Description of the task:
Format as a JSON list of strings, one string per line with blank lines omitted, the part of the items that opens with the line containing "Query: <item>clear glass vase</item>" and closes with the line containing "Outline every instance of the <item>clear", both lines included.

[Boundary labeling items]

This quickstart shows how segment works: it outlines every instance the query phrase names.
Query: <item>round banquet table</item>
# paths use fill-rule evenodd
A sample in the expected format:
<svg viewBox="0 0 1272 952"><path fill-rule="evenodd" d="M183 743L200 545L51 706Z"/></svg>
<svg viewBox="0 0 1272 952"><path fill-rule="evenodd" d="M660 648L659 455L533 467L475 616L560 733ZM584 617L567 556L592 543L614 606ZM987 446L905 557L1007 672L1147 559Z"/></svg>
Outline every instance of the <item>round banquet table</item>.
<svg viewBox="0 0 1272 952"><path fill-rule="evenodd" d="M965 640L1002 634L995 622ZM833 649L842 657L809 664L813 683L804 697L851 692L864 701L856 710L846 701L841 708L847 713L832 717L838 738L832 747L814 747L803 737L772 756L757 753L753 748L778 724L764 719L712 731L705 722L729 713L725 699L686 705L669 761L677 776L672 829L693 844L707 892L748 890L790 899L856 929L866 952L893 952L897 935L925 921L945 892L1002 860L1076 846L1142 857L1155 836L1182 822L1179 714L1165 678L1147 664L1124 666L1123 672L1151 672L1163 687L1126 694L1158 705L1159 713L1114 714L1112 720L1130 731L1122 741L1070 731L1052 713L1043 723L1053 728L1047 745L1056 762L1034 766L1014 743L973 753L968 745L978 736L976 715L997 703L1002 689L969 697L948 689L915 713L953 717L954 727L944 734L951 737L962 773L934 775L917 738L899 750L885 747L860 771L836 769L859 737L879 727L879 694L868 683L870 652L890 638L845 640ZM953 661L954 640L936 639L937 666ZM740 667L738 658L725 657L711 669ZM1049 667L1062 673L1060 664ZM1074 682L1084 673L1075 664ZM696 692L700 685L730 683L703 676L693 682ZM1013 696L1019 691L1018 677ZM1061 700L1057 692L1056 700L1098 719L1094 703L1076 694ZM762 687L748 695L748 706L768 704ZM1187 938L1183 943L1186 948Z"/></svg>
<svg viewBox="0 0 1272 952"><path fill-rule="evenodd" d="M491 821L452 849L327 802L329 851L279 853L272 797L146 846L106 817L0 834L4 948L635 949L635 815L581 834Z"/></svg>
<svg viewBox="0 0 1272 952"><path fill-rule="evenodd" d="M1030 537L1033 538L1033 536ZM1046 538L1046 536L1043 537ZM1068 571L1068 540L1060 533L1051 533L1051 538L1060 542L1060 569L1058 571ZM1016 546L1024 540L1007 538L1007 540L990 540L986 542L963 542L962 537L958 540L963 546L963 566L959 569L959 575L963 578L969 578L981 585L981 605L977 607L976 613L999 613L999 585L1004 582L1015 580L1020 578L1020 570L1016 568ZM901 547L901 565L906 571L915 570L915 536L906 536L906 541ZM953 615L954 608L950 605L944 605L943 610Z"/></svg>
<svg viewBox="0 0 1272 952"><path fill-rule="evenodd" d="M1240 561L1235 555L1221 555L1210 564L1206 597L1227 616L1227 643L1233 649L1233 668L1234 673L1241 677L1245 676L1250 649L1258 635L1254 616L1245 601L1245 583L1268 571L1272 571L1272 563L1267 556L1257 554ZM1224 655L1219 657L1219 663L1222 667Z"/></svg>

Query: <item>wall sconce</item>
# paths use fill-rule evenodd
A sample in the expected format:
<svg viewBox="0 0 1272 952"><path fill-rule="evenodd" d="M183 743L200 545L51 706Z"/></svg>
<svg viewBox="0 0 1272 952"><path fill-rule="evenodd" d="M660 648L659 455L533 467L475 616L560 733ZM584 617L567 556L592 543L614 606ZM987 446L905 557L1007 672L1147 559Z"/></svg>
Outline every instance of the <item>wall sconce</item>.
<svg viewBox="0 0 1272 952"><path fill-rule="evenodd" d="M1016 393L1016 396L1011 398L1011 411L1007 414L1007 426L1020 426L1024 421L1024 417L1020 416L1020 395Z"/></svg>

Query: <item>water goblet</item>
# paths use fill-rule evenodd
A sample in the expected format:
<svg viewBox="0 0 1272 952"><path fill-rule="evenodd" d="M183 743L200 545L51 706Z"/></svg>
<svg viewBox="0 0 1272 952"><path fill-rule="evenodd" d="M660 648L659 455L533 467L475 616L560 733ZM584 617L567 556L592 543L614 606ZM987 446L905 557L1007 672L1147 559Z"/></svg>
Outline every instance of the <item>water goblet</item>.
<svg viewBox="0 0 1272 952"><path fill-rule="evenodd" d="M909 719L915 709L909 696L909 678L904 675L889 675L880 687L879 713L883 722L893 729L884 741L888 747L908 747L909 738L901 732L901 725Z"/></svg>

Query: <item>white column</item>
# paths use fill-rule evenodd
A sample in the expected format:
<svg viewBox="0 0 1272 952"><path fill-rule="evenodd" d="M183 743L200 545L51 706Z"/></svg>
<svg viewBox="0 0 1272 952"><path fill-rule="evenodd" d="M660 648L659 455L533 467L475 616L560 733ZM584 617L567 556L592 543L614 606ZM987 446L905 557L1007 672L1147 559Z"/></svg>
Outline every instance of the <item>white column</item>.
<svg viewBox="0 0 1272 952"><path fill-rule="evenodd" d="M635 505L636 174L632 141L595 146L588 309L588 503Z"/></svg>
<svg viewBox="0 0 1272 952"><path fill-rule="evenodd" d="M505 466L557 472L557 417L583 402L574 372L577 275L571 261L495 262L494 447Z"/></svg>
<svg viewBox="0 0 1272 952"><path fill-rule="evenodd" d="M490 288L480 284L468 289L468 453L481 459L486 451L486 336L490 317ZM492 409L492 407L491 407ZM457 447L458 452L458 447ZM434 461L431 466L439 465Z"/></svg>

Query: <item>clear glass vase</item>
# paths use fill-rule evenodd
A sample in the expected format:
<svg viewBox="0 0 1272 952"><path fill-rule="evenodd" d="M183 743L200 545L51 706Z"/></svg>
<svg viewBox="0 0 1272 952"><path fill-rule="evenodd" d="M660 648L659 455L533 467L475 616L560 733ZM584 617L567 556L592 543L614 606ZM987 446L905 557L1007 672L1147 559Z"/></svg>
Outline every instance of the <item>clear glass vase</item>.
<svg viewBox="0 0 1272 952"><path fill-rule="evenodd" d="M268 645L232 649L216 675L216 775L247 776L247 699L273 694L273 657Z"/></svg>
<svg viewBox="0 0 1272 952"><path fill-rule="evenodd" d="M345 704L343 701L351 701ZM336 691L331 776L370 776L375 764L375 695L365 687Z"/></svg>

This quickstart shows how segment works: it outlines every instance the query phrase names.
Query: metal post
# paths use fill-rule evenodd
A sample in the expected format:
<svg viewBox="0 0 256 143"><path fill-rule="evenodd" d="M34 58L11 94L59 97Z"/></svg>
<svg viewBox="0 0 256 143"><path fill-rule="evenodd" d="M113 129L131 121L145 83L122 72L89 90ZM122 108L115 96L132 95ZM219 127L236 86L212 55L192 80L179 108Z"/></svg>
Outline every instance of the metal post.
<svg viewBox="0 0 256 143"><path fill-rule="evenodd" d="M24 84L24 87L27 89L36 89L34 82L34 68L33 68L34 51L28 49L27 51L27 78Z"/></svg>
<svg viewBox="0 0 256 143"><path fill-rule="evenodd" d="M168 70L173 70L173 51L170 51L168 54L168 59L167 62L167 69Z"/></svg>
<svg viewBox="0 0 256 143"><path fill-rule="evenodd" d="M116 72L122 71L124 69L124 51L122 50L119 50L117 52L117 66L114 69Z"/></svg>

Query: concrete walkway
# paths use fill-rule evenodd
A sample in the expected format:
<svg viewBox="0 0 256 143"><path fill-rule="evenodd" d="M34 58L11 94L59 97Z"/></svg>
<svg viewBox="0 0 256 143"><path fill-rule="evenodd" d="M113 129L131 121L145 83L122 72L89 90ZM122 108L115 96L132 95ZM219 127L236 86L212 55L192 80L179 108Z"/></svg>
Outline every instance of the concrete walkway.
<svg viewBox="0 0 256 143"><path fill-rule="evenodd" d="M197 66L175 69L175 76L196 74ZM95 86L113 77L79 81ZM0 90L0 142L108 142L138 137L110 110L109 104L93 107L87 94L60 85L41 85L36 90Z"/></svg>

The completed task:
[
  "Query: <item>clear glass vase</item>",
  "# paths use fill-rule evenodd",
  "A sample in the expected format:",
  "<svg viewBox=\"0 0 1272 952\"><path fill-rule=\"evenodd\" d=\"M183 743L200 545L51 706Z\"/></svg>",
  "<svg viewBox=\"0 0 1272 952\"><path fill-rule=\"evenodd\" d=\"M660 648L659 455L533 467L475 616L560 733ZM584 617L567 556L592 543L614 606ZM987 446L905 557L1007 672L1147 559Z\"/></svg>",
  "Outline every instance of the <item>clear glass vase</item>."
]